**SHORT EXERCISE 1**
Repeat the part of the excerpt on oil prices and intercity rail starting at "In my mind, this" and ending at "(obviously) intercontinental routes.".

**DOCUMENT EXCERPT**
________________________________________

I don’t know much about the potential alternative fuel or airline technologies, but I do know that last year’s oil price spike dealt a serious body blow to airlines. It seems to me that it will be much easier to handle rising oil prices on the ground than it will in the air. Intercity travel is very important, economically speaking, so this is a good reason, in addition to the environmental benefits, to invest in fast intercity rail. Highways are a very poor substitute for air travel.
In my mind, this is exactly right. Even biofuels are questionable substitutes for air travel. Heavier than air flight needs an energy source that’s extremely powerful when compared against the weight of the fuel. The Air Force experimented with nuclear powered aircraft back in the ’60s, but couldn’t make it work. There’s just no plausible alternative to hydrocarbons for air travel.
The implication, of course, is that a future with expensive oil would put a much larger emphasis on rail for intercity travel. Airlines will still serve long haul and international routes, as even the fastest trains can’t compete on transcontinental and (obviously) intercontinental routes.
For cities, this is a tremendous long-term opportunity. Airports are tremendous gateways for cities, but the nature of air travel and the space it requires for runways, terminals, hangars, safety zones, etc is extremely unfriendly to urbanism. Rail terminals, on the other hand, have a much better history of integrating well into the urban fabric and urban transportation systems.
Not that airports would be useless – to the contrary, this would be an opportunity to integrate rail and air travel. In DC, a site between Crystal City and National Airport has potential to do just that.
Much of the remainder of the discussion centers on high gas prices forcing a return to urbanism in a large scale. Avent:
When urbanists like myself argue in favor of better policies, it is (generally) not with the belief that we all should or ever will live in very dense urban environments. Rather, I think that we should improve policy, and that the result will be slightly fewer living in low-density environments and slightly more people living in high-density environments. And it’s worth pointing out that “high-density” can mean many things — everything from Midtown Manhattan, to the walkable rowhouse neighborhoods in the District, to transit-oriented neighborhoods in places like Arlington where dense development around transit hubs rapidly gives way to detached but compact single-family homes. To the extent that any urbanist out there is arguing that everyone must live the condo and Whole Foods life, I’m ready to declare that they’re wrong.
I agree completely. “Urban” densities can range anywhere from Manhattan to compact, single-family home areas interspersed with a few apartments, condos, and mixed use neighborhood retail areas. Likewise, ‘urban’ densities do not need to be in ‘urban’ locations. Many people don’t want to live in the big city, but like walkable urbanism nonetheless.

________________________________________

**SHORT EXERCISE 2**
Change "banded tail" to "striped tail" wherever it occurs in the labeled contour entries below, and give those entries again with nothing else altered. Omit the pictures.

Labeled contour entries:

________________________________________

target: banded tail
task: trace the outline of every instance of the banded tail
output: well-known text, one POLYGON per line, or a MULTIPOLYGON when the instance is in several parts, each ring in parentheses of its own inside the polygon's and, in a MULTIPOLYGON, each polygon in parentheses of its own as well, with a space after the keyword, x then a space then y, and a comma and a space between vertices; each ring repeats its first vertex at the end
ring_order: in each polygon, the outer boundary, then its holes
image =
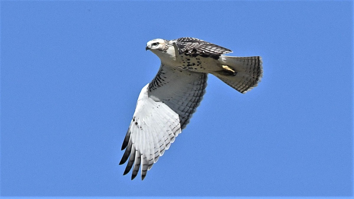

________________________________________

**EXERCISE RESULT 1**
In my mind, this is exactly right. Even biofuels are questionable substitutes for air travel. Heavier than air flight needs an energy source that’s extremely powerful when compared against the weight of the fuel. The Air Force experimented with nuclear powered aircraft back in the ’60s, but couldn’t make it work. There’s just no plausible alternative to hydrocarbons for air travel.
The implication, of course, is that a future with expensive oil would put a much larger emphasis on rail for intercity travel. Airlines will still serve long haul and international routes, as even the fastest trains can’t compete on transcontinental and (obviously) intercontinental routes.

**EXERCISE RESULT 2**
target: striped tail
task: trace the outline of every instance of the striped tail
output: well-known text, one POLYGON per line, or a MULTIPOLYGON when the instance is in several parts, each ring in parentheses of its own inside the polygon's and, in a MULTIPOLYGON, each polygon in parentheses of its own as well, with a space after the keyword, x then a space then y, and a comma and a space between vertices; each ring repeats its first vertex at the end
ring_order: in each polygon, the outer boundary, then its holes
image =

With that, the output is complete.